REQUIRED ACTION:
Only the lines from the start of the entries up to and including the line with "Please refer to the photo below." should be written out, exactly as they stand.

━━━━━━━━━━

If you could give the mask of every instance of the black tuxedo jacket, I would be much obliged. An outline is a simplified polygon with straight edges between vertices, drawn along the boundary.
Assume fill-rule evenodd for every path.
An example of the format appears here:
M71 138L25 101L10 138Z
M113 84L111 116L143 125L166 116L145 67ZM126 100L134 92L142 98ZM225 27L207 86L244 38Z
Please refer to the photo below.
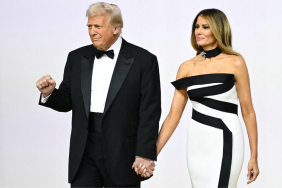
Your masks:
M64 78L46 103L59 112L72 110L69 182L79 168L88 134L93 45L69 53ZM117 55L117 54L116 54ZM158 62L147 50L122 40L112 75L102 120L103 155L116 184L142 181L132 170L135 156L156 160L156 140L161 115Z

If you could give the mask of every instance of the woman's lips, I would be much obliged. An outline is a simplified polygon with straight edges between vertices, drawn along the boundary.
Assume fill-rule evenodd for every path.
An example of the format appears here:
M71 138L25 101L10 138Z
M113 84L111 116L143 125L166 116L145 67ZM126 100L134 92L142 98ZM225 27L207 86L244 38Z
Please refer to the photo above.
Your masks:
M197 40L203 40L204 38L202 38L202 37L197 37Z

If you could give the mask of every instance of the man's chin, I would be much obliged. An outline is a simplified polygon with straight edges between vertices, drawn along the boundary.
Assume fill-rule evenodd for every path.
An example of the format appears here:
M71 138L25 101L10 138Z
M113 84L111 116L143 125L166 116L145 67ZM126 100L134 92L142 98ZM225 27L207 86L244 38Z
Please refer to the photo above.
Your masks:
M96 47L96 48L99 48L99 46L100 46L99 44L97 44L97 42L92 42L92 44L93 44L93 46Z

━━━━━━━━━━

ANSWER SECTION:
If you could give the mask of every instance of the black tuxedo jacket, I would be much obliged. An outline is a simplified polygon with straight edges between vertices, drawn along the boundary.
Assume fill-rule evenodd for every path.
An example of the format appears here:
M71 138L25 101L10 138Z
M113 84L111 116L143 125L166 116L145 67ZM126 100L134 92L142 98ZM225 27L207 86L244 38Z
Please refer to the photo below.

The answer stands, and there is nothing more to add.